_The request_
Please copy the listing below word for word, keeping every line and every coordinate unchanged.

— Start of Extracted data —

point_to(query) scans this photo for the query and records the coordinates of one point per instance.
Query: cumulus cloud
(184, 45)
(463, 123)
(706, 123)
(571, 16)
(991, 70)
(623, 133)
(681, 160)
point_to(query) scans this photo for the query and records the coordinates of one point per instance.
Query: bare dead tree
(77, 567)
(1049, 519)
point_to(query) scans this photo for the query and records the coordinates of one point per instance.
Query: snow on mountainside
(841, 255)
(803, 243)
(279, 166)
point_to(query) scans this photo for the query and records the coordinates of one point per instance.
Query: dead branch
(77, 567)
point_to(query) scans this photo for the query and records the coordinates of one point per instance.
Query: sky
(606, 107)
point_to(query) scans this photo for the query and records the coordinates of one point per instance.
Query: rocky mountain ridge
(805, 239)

— End of Extracted data —

_Final result_
point_to(query) scans this photo for the query and records the coordinates of one point per instance.
Query: cumulus cloud
(184, 45)
(463, 123)
(706, 123)
(571, 16)
(991, 70)
(623, 133)
(681, 160)
point_to(query) scans this photo for the query and records the coordinates of one point per instance.
Query: bare dead tree
(77, 567)
(1049, 519)
point_to(query) scans this photo for the query and records the coordinates of one point per instance.
Query: snow on mountainside
(841, 255)
(803, 243)
(279, 166)
point_to(query) scans this photo for the query and records the coordinates of one point per instance.
Query: dead branch
(77, 567)
point_to(query) scans this photo for the query and records the coordinates of one point per instance.
Query: sky
(606, 107)
point_to(query) scans this photo for the query and records the coordinates of one point per instance.
Query: rocky mountain ridge
(805, 239)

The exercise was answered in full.